_Task to complete:_
Copy the rows below again, starting at the line that contains "Put a single dot on each instance of the tall" and stopping after the last row, with the requests included and the pictures left out. Increase every x and y coordinate in the answer dots by 30, but leave the sample coordinates inside the requests as they are.

_Listed records:_
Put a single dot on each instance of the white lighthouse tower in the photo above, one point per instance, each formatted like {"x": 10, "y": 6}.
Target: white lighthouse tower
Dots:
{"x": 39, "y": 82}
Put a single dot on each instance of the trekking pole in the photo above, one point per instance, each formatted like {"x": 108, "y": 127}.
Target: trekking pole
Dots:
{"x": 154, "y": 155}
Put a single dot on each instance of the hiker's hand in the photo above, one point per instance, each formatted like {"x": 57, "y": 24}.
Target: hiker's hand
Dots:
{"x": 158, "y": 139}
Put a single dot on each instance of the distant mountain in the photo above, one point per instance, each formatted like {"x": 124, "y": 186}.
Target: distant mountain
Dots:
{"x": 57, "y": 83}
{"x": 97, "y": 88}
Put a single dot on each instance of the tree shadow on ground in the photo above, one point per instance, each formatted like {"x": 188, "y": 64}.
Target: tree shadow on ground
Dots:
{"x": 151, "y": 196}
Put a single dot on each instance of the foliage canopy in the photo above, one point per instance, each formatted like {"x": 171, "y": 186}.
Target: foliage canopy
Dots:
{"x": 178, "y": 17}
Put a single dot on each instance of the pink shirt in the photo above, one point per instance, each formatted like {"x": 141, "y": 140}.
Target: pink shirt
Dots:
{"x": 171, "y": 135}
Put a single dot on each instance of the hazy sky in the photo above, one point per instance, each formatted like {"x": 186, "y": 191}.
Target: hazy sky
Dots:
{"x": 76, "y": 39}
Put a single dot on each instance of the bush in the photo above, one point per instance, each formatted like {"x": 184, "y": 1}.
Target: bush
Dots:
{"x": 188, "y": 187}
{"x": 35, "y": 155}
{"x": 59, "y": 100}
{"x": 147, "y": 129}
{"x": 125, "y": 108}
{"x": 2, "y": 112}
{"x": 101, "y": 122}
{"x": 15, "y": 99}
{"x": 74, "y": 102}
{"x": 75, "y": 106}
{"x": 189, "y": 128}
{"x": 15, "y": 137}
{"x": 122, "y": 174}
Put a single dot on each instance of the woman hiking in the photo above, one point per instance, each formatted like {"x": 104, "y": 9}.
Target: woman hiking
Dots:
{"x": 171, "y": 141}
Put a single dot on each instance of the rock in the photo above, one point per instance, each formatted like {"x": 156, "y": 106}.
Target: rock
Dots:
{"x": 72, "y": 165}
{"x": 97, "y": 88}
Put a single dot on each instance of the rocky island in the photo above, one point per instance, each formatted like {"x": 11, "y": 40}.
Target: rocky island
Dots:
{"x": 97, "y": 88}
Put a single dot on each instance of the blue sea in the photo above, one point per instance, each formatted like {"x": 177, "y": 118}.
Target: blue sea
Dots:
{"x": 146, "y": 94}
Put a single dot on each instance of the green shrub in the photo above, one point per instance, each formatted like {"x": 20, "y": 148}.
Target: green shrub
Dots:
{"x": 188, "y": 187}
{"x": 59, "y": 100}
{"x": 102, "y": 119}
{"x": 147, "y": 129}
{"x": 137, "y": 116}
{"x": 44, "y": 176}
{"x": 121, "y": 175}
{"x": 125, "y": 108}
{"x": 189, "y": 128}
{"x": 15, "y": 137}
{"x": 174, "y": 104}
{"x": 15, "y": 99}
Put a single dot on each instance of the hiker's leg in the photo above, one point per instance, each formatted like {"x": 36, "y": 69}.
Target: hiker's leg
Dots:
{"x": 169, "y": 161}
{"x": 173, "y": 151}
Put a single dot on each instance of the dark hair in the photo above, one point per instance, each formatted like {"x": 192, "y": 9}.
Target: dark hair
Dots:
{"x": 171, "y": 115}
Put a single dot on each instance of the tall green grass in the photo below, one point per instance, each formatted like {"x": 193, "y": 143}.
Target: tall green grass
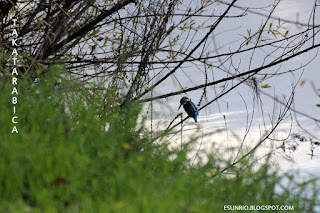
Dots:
{"x": 63, "y": 160}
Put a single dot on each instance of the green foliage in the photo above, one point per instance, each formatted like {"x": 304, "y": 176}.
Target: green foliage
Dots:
{"x": 63, "y": 160}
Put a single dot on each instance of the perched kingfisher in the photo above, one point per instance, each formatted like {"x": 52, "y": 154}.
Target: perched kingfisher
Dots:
{"x": 189, "y": 107}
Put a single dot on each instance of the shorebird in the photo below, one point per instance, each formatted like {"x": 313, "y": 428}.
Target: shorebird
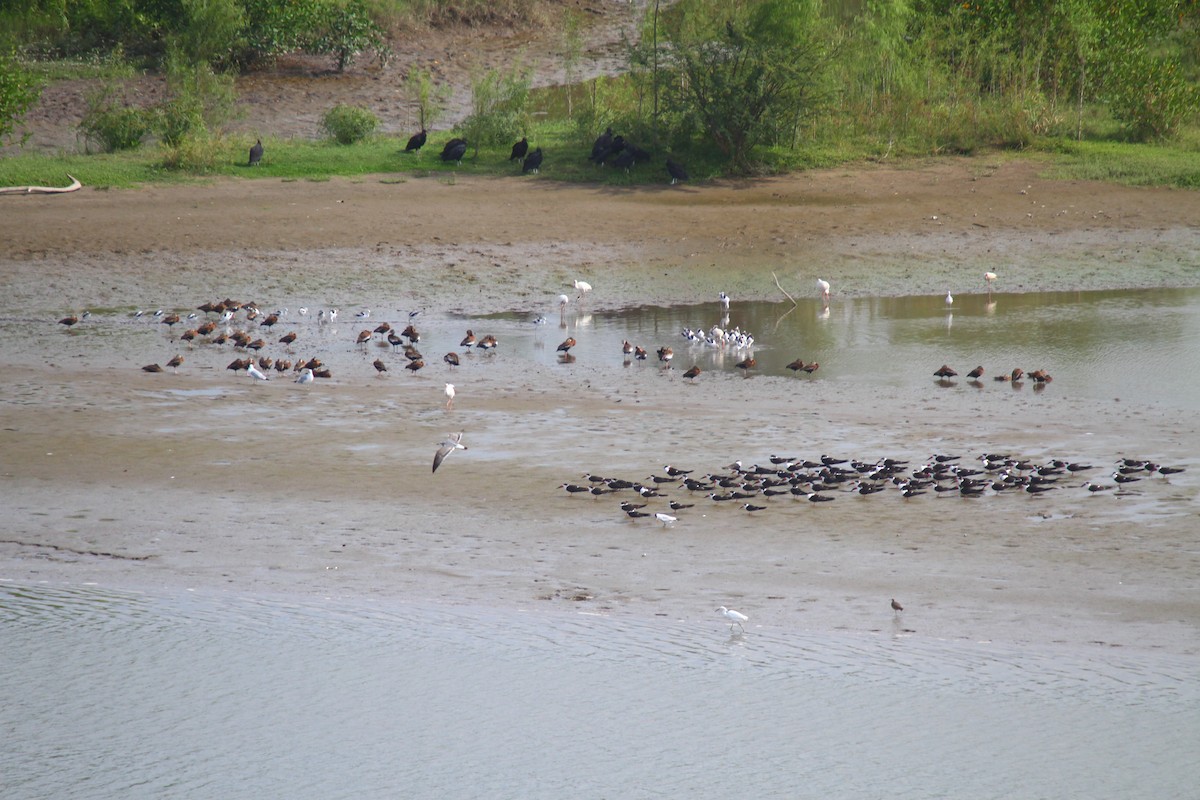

_Final result:_
Put a single dot on each instance of the tall green grass in the photo below, one point per instance, each formatted like {"x": 193, "y": 143}.
Target: tall green grass
Dots:
{"x": 93, "y": 190}
Put a single dot on each instance of the green foliage in the photo above, one point per instance, each formatted like {"x": 304, "y": 176}.
Target: green foliage
Dots:
{"x": 93, "y": 190}
Put a single dot on each instance of the perched kingfisher in the photo above, one point per instance, each formatted like {"x": 52, "y": 154}.
Target: perched kingfisher
Dots:
{"x": 219, "y": 137}
Put a single dot on each instance of the shorebird in the photo below, one point per instance, each formatted like {"x": 313, "y": 428}.
Target: shorebird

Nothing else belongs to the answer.